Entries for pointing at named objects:
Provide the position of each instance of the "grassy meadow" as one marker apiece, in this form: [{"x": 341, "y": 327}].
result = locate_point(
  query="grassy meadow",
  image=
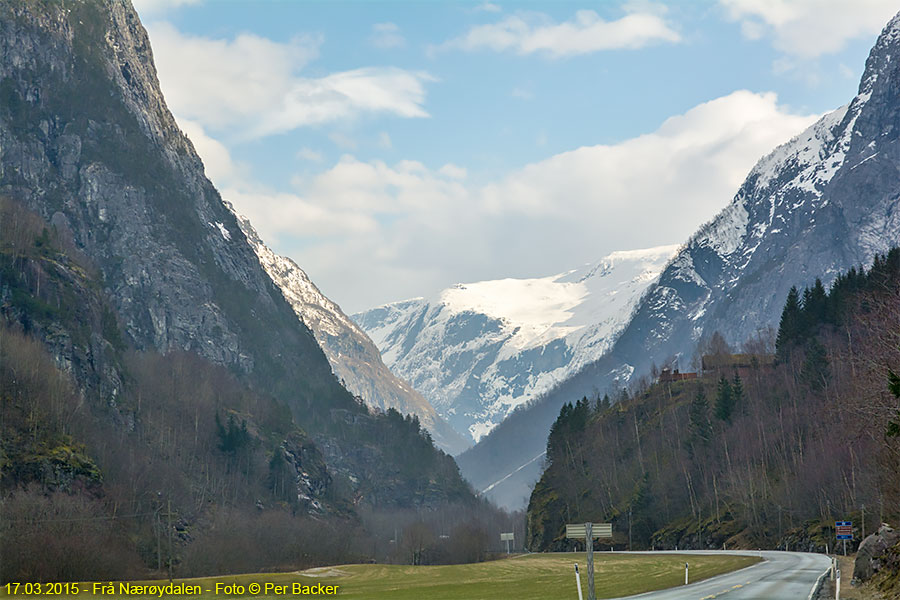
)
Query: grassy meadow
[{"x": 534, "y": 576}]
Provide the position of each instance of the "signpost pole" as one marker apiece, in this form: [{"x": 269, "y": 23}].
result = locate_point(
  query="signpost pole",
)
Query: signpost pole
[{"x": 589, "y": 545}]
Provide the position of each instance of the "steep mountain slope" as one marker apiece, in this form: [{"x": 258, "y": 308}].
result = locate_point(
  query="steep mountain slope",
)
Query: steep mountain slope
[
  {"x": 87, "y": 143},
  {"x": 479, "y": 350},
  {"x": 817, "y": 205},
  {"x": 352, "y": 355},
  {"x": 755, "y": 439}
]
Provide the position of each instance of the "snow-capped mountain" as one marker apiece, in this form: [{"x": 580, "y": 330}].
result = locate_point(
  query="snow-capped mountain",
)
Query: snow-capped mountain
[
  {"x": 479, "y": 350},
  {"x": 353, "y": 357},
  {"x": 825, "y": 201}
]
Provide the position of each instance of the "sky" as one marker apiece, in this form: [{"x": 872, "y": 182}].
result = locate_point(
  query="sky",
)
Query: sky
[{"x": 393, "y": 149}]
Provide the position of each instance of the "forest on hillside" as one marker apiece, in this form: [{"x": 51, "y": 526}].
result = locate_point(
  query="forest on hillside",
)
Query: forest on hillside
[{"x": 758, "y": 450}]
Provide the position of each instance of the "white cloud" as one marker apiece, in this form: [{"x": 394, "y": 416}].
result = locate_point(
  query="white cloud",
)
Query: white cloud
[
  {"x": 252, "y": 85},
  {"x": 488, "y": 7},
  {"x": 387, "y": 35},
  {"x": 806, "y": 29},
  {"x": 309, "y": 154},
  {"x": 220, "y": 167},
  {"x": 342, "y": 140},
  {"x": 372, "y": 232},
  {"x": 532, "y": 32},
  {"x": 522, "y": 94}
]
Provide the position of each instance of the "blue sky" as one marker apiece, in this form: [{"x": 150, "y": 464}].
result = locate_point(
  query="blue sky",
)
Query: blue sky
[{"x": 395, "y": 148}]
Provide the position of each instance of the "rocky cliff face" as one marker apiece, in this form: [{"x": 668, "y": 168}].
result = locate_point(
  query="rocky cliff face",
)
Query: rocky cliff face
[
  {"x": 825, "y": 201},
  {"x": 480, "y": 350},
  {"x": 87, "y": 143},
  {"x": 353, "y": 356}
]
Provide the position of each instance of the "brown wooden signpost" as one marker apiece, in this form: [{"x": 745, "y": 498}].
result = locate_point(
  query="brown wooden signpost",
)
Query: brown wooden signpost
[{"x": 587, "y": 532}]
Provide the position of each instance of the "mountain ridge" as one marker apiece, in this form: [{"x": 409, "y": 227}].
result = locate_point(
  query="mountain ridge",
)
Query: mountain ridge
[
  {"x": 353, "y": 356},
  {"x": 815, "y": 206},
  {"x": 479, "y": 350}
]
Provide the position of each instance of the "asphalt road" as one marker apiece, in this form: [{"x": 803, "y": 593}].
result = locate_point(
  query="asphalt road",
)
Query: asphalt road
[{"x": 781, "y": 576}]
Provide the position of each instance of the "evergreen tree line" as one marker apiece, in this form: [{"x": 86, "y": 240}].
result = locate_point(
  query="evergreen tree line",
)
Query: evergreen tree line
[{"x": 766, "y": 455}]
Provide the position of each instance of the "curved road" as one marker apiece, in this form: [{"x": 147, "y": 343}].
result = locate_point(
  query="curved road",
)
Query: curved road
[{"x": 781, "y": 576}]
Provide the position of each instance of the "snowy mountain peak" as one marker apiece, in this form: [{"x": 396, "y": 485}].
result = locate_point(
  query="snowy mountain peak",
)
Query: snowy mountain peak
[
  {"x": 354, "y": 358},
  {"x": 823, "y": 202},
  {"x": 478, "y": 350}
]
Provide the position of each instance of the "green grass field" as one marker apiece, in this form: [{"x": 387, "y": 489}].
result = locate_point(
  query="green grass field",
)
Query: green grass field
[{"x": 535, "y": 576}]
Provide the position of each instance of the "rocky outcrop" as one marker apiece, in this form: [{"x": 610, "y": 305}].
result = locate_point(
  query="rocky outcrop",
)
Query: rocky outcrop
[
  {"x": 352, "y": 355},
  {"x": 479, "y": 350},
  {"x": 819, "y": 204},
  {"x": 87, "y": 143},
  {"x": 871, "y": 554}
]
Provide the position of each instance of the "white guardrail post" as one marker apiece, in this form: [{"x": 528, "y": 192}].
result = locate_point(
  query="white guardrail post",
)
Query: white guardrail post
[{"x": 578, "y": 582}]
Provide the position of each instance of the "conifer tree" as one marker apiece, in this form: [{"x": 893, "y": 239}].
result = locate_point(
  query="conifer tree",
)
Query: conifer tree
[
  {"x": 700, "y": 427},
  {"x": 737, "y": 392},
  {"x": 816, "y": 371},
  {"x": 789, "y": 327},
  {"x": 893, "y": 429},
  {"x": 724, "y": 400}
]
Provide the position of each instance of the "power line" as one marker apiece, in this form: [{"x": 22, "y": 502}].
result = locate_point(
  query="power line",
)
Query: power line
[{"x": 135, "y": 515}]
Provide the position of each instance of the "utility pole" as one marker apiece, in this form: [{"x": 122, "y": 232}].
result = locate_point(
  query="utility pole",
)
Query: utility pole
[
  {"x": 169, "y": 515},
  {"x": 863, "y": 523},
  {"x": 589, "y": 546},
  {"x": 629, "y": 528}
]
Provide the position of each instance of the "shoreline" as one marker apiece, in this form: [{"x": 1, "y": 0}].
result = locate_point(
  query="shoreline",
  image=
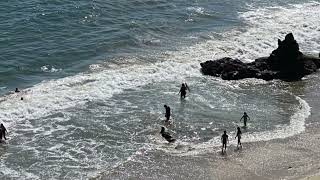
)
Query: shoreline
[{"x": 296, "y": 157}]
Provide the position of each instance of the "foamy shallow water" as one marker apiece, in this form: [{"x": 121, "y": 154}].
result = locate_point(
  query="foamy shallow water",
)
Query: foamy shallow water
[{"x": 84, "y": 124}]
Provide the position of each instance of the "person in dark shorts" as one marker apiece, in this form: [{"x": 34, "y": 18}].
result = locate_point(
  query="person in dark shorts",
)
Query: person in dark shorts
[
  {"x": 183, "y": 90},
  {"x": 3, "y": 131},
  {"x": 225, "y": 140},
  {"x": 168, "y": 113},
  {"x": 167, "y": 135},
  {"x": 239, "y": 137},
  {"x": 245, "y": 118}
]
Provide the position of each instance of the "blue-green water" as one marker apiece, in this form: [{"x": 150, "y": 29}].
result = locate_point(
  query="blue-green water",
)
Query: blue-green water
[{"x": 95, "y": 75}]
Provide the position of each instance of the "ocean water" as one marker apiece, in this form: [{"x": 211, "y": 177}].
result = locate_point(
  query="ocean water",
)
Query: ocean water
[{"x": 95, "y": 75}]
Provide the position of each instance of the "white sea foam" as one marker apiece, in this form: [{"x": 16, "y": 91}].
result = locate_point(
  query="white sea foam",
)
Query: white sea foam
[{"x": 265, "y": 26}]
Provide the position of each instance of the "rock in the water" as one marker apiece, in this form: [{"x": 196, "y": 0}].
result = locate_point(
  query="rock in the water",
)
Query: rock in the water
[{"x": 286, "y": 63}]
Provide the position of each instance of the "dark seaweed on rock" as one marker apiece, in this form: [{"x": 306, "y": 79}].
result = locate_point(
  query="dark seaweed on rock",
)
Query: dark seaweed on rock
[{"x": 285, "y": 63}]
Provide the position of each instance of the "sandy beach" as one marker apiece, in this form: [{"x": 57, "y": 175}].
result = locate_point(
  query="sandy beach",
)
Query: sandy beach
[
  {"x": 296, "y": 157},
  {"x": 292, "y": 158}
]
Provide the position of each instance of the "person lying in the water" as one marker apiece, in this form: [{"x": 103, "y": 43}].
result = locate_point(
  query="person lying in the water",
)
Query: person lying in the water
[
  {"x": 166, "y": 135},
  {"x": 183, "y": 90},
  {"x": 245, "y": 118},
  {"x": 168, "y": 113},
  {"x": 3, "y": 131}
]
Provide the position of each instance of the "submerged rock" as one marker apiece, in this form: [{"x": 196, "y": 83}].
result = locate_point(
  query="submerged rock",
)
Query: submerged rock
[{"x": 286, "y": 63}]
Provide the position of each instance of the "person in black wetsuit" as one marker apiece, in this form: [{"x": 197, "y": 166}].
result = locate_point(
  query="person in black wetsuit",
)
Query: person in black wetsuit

Short exercise
Count the lines of the records above that contain the string “curved”. Give only the number.

Response to this exercise
3